M, el Vampiro de Düsseldorf

Categoría: Críticas
Fecha de publicación: noviembre 1, 2013
Comentario

Un asesino de niñas que tiene atemorizada a toda una ciudad. La policía lo busca frenética y desesperadamente, deteniendo a cualquier persona mínimamente sospechosa.

Partamos de una imagen. La del manifiesto blanco pegado contra un poste cilíndrico, en una calle alemana regularmente siniestra. El manifiesto se eleva como monolito contra la aterradora presencia del monstruo en la ciudad, connotando frustración general y falta de respuestas (Wer ist der Mörder?). Y luego la sombra, todavía anónima, del maníaco Hans Beckert que irrumpe entre los caracteres del anuncio. El mal individual como presencia/ausencia, proyectado sobre una condena escrita, exhibida por un mal histérico y primero, deseoso de encontrar a un carnífice material que pueda suplantar en escala de culpabilidad a la emergente e incontenible locura del sistema. Ese cartel, como aparente pedido de justicia, es en el fondo la huella del verdadero monstruo en Düsseldorf, cuna de una paranoia colectiva impuesta, en la que Beckert pasa a ser sólo una de tantas singularidades.
 
El monstruo nace como hecho de crónica para convertirse de manera palpable en alegoría. La idea surge de uno de tantos artículos de diario, donde una mañana Fritz Lang vio la foto de Peter Kürten, verdadero vampiro de Düsseldorf guillotinado en 1931 tras haber asesinado a fondo sexual numerosas víctimas entre adultos y niños. De Kürten al esbozo del Mörder langiano, también éste sin escrúpulos, pero mucho más humano que el primero. Un ciudadano más, pequeñoburgués, de apariencia huidiza e inofensiva. El identikit lleva el nombre de Hans Beckert, maníaco que selecciona a las niñas más agraciadas de la metrópoli y las atrae a través de multiformes globos de helio y golosinas. Encarnado por el húngaro Lorre, de asombrosa penetración psicofísica en el personaje, construye el expresivo perfil del hombrezuelo de prominentes ojos y mirada lunática, casi acuosa, atormentada por su propia tendencia homicida.

● ● ● ●

### [TAREAS DEL EJERCICIO]
A. Reproduce sin cambios el pasaje de la crítica de la película que arranca con las palabras que contienen "M, el Vampiro" y termina con "persona mínimamente sospechosa.".
B. Vuelve a escribir solo el tramo de los registros que va desde la línea que contiene "One point belongs on each instance of the metal staircase." hasta el final de los registros, ambos extremos incluidos. Cambia "concrete path" por "paved walkway" y deja todo lo demás igual.
El fragmento y los registros son materiales independientes entre sí.

● ● ● ●

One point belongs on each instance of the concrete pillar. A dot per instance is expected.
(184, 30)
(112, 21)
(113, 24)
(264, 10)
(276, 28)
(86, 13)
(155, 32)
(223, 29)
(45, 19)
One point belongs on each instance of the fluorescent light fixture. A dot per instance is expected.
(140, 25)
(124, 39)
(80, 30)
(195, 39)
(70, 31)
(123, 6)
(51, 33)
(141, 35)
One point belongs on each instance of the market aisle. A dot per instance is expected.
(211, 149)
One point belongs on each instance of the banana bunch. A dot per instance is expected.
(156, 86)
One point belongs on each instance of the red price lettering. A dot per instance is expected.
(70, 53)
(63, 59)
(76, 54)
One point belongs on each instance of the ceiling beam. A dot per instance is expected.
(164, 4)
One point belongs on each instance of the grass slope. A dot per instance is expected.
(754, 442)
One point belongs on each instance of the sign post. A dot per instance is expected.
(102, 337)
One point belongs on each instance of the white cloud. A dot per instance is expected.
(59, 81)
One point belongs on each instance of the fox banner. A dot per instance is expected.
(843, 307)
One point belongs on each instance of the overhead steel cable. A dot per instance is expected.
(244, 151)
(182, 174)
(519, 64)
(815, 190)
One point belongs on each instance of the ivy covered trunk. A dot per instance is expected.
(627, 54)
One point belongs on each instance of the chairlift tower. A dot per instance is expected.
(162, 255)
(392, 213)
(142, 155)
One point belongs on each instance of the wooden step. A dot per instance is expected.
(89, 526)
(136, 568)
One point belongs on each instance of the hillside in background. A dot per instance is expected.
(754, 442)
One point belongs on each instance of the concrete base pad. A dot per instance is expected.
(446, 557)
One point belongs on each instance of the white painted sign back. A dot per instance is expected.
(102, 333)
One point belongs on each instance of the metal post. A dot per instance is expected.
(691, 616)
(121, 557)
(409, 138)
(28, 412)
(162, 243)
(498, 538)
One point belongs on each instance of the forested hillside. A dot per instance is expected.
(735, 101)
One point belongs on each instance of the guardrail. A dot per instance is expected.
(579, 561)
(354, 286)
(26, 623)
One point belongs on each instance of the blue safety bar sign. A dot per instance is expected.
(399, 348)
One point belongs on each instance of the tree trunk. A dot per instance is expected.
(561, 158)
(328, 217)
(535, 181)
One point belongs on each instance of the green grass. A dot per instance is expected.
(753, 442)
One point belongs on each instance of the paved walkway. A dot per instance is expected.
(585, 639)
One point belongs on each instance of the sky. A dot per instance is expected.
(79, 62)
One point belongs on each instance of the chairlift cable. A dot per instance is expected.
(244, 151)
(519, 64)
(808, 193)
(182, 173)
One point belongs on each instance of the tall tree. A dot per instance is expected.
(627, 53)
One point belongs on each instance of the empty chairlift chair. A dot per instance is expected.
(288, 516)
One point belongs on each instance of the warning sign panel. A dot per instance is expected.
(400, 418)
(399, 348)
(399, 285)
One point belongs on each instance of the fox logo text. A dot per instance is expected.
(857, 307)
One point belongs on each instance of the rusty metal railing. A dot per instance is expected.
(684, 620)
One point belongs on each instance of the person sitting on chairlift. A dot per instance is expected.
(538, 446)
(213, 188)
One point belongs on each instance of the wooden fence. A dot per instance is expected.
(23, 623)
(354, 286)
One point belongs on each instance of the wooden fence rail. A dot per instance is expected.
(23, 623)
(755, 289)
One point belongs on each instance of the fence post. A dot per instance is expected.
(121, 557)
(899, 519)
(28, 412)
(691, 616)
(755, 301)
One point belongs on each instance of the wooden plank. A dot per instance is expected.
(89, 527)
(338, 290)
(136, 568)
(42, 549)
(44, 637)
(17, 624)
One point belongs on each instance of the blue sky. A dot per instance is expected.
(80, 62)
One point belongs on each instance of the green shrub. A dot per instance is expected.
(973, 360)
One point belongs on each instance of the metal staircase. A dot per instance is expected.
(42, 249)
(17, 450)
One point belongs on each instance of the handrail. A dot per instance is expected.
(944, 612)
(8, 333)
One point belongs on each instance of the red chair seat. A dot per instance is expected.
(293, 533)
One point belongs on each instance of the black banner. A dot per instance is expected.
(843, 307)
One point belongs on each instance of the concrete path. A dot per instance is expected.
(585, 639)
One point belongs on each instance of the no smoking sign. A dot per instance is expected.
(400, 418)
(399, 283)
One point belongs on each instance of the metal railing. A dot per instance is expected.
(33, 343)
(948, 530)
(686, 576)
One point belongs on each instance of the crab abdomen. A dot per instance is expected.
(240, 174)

● ● ● ●

### [SOLUCIONES POR TAREA]
A.
M, el Vampiro de Düsseldorf

Categoría: Críticas
Fecha de publicación: noviembre 1, 2013
Comentario

Un asesino de niñas que tiene atemorizada a toda una ciudad. La policía lo busca frenética y desesperadamente, deteniendo a cualquier persona mínimamente sospechosa.

B.
One point belongs on each instance of the metal staircase. A dot per instance is expected.
(42, 249)
(17, 450)
One point belongs on each instance of the handrail. A dot per instance is expected.
(944, 612)
(8, 333)
One point belongs on each instance of the red chair seat. A dot per instance is expected.
(293, 533)
One point belongs on each instance of the black banner. A dot per instance is expected.
(843, 307)
One point belongs on each instance of the paved walkway. A dot per instance is expected.
(585, 639)
One point belongs on each instance of the no smoking sign. A dot per instance is expected.
(400, 418)
(399, 283)
One point belongs on each instance of the metal railing. A dot per instance is expected.
(33, 343)
(948, 530)
(686, 576)
One point belongs on each instance of the crab abdomen. A dot per instance is expected.
(240, 174)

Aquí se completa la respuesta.